§ **Énoncé 1**
D'après l'extrait, quelle loi a créé la cotisation de péréquation ?
§ **Énoncé 2**
Citez fidèlement l'extrait, de « Les ressources du » à « budget de l'Etat. ».
§ **Énoncé 3**
Prolongez le texte sur la péréquation de la taxe professionnelle à partir de sa dernière phrase.

§ **Extrait**

En l'absence de cet outil de répartition et de solidarité, il y a tout à craindre que certaines communes situées sur le tracé de l'itinéraire, mais éloignées des lieux de production que le tracé irrigue n'en subissent en définitive, que les contraintes sans en retirer aucun bénéfice économique.

C'est pourquoi votre commission vous propose d'adopter un dispositif de péréquation qui s'inspire du principe des fonds départementaux de péréquation de la taxe professionnelle créés en 1975 et définis à l'article 1648 A du code général des impôts.

Les ressources du fond, liées à la réalisation d'un itinéraire à très grand gabarit, seront constituées, d'une part d'une fraction de la taxe professionnelle générée par l'activité permise par l'utilisation de l'itinéraire et, d'autre part, d'une fraction du produit de la majoration des taux de la cotisation de péréquation de taxe professionnelle versée au budget de l'Etat.

On peut rappeler que la cotisation de péréquation a été créée par la loi du 10 janvier 1980 portant aménagement de la fiscalité directe locale. En application de l'article 1648 D du code général des impôts, elle est à « la charge des établissements situés dans les communes où le taux global de cette taxe est inférieur au taux global moyen constaté l'année précédente au niveau national ».

Initialement, cette cotisation devait abonder le fonds national de péréquation de la taxe professionnelle. Mais, à deux reprises en 1989 et 1999, l'Etat a majoré les taux de cette cotisation en affectant le produit de cette majoration au budget général. Comme le déplore notre collègue Michel Mercier, rapporteur spécial des crédits Décentralisation, à l'occasion de l'examen de la loi de finances pour 2001 1 ( * ) , « depuis 1999, moins de la moitié du produit de la cotisation de péréquation sert à financer la péréquation ».

§ **Liste des données**
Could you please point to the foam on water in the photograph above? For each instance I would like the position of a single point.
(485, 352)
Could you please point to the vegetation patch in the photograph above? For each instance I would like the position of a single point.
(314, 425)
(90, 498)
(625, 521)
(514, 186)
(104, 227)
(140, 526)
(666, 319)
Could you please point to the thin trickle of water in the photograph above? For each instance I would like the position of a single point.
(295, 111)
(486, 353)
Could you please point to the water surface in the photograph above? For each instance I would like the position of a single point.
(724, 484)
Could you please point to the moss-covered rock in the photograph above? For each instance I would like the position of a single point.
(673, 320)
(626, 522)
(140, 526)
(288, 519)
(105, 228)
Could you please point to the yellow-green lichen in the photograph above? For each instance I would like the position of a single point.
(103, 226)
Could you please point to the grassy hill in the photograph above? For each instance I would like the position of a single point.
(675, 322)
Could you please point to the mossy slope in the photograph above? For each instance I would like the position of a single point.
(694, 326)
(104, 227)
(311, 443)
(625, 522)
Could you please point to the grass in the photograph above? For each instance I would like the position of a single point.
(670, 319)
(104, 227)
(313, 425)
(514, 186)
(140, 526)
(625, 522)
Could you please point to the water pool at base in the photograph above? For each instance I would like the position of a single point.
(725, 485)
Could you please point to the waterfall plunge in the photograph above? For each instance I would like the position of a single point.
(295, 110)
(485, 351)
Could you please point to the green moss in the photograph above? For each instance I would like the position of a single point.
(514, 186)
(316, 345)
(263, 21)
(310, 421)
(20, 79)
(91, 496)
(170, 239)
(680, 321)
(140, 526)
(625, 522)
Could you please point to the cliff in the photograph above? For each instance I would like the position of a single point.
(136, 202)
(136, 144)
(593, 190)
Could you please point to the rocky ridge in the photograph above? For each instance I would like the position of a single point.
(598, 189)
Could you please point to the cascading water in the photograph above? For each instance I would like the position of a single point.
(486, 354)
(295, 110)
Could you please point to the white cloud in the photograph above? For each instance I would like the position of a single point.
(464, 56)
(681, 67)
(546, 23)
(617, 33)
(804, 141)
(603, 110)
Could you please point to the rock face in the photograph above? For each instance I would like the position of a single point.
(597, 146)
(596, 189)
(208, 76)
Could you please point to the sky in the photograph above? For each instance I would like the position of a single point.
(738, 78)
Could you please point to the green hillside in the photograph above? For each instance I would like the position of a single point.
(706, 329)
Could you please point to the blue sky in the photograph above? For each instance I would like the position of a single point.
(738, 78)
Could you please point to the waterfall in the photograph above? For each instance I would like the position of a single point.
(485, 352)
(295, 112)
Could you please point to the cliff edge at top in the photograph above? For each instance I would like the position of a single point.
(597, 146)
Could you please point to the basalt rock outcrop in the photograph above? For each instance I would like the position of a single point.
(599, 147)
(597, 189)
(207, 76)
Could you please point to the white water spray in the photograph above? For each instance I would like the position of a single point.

§ **Résultat 1**
La loi du 10 janvier 1980 portant aménagement de la fiscalité directe locale.

§ **Résultat 2**
Les ressources du fond, liées à la réalisation d'un itinéraire à très grand gabarit, seront constituées, d'une part d'une fraction de la taxe professionnelle générée par l'activité permise par l'utilisation de l'itinéraire et, d'autre part, d'une fraction du produit de la majoration des taux de la cotisation de péréquation de taxe professionnelle versée au budget de l'Etat.

§ **Résultat 3**
Les ressources du fonds seraient réparties entre les départements concernés selon plusieurs critères, à savoir 20 % au bénéfice du département siège des établissements utilisant l'itinéraire à très grand gabarit et 80 % pour les départements traversés par cet itinéraire.

Entre ceux-ci, la répartition s'effectuerait au prorata des kilomètres parcourus, en utilisant un coefficient de pondération selon le mode de transport choisi. En effet, on peut considérer qu'un kilomètre de voie fluviale est moins générateur de nuisances qu'un kilomètre de voie ferrée et, surtout, qu'un kilomètre de route à grand gabarit.

A ce stade de la discussion, il est prématuré de vouloir définir le montant du prélèvement alimentant le fonds, puisqu'aucune simulation n'existe sur les retombées attendues en matière de taxe professionnelle. C'est pourquoi l'article prévoit qu'un rapport d'information est transmis au Parlement, sur ce sujet, avant le 15 septembre 2002 et renvoie à la loi de finances pour 2003 pour fixer le taux de la cotisation de péréquation de la taxe professionnelle et la fraction du produit de la majoration visée à l'article 1648 D du code général des impôts.

Cet outil, tel que proposé par votre commission, constitue un élément d'équilibre indispensable à un aménagement harmonieux de nos régions et de nos territoires.

Votre commission vous propose d'adopter cet article additionnel.

EXAMEN EN COMMISSION

Réunie le mercredi 2 mai 2001, la Commission des Affaires économiques a procédé à l'examen du rapport de M. Aymeri de Montesquiou sur le projet de loi n° 254 (2000-2001) relatif à la réalisation d'un itinéraire à très grand gabarit entre le port de Bordeaux et Toulouse.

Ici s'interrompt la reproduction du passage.